**Goal**
Write out all of the data without omission, exactly as shown.

(Entries from a pointing dataset)

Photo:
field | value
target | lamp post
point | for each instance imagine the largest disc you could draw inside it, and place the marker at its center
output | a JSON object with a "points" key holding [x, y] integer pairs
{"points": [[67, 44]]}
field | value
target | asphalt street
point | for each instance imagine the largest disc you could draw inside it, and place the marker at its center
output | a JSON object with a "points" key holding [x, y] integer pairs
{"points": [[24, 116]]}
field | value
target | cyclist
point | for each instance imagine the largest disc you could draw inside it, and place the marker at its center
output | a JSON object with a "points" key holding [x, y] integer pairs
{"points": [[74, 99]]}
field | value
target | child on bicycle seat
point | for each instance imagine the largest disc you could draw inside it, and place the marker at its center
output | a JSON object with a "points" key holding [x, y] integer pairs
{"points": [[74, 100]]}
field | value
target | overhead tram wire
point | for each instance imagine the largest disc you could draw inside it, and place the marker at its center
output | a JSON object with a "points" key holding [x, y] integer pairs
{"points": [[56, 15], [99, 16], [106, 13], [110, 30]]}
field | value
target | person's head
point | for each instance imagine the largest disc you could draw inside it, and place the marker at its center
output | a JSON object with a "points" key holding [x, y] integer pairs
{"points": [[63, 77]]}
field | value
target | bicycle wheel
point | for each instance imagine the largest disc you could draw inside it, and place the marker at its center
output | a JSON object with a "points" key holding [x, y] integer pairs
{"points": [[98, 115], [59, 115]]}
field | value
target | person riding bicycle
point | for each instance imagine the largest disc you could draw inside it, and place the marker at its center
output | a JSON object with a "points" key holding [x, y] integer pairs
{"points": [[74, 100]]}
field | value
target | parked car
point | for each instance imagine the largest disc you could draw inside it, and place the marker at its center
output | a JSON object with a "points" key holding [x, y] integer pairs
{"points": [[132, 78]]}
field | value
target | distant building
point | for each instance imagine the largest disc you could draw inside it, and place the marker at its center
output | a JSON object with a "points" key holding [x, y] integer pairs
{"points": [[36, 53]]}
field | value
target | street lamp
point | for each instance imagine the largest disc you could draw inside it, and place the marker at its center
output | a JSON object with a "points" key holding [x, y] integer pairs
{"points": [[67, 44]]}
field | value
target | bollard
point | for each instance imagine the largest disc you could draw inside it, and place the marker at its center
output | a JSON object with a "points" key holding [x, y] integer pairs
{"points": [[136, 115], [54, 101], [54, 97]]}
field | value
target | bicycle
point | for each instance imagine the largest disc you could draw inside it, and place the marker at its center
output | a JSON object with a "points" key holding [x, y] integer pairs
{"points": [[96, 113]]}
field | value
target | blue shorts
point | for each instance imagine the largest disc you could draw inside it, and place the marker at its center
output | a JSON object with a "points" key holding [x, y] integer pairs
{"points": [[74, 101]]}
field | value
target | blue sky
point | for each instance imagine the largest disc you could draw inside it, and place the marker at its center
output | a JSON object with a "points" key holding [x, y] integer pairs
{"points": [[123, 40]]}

**Answer to this problem**
Photo:
field | value
target | lamp post
point | for each instance imagine the largest disc you could draw inside it, and place the marker at its center
output | a JSON object with a "points" key holding [x, y] integer pairs
{"points": [[67, 44]]}
field | value
target | asphalt street
point | for each instance imagine the largest disc you could draw inside it, and place the marker at its center
output | a JSON object with a "points" key holding [x, y] integer pairs
{"points": [[24, 116]]}
field | value
target | cyclist
point | for each instance imagine the largest disc you could draw inside it, and place the marker at its center
output | a JSON object with a "points" key holding [x, y] integer pairs
{"points": [[74, 99]]}
field | value
target | child on bicycle seat
point | for each instance imagine the largest disc you could draw inside it, and place the marker at its center
output | a JSON object with a "points" key holding [x, y] integer pairs
{"points": [[74, 100]]}
field | value
target | overhead tram wire
point | for each instance imagine the largest disc you could draw inside it, and place the marker at its center
output | a JSON object with a "points" key holding [x, y] integer pairs
{"points": [[56, 15], [99, 16], [106, 13], [110, 30]]}
field | value
target | person's head
point | for each instance imagine the largest disc you could draw inside it, and place the marker at its center
output | a JSON object with a "points" key holding [x, y] integer pairs
{"points": [[63, 77]]}
field | value
target | bicycle wheel
point | for each instance imagine the largest disc you could draw inside it, and place the marker at its center
output | a JSON object with a "points" key holding [x, y] integer pairs
{"points": [[98, 115], [59, 115]]}
field | value
target | person riding bicycle
point | for each instance imagine the largest disc you could draw inside it, and place the marker at its center
output | a JSON object with a "points" key holding [x, y] integer pairs
{"points": [[74, 100]]}
field | value
target | parked car
point | for each instance imagine the largest disc you could draw inside it, and place the marker at its center
output | a JSON object with a "points" key holding [x, y] integer pairs
{"points": [[132, 78]]}
field | value
target | distant building
point | for each instance imagine the largest disc you could draw inside it, and place the marker at its center
output | a JSON object with a "points" key holding [x, y] integer pairs
{"points": [[36, 53]]}
field | value
target | street lamp
point | for each instance imagine the largest disc you could draw inside it, and place the marker at its center
output | a JSON object with a "points" key holding [x, y] integer pairs
{"points": [[67, 44]]}
field | value
target | bollard
point | for each instance imagine the largest disc you could draw inside it, and place the marker at its center
output | a JSON object with a "points" key holding [x, y] integer pairs
{"points": [[136, 115], [54, 101], [54, 97]]}
field | value
target | bicycle
point | for each instance imagine the largest disc you could draw inside it, and place the marker at its center
output | a JSON object with a "points" key holding [x, y] integer pairs
{"points": [[96, 113]]}
field | value
target | blue shorts
point | for each instance imagine the largest disc you could draw inside it, and place the marker at its center
output | a JSON object with a "points" key holding [x, y] integer pairs
{"points": [[74, 101]]}
field | value
target | blue sky
point | for each instance imagine the largest disc you could draw inside it, and place the marker at its center
output | a JSON object with a "points" key holding [x, y] integer pairs
{"points": [[123, 40]]}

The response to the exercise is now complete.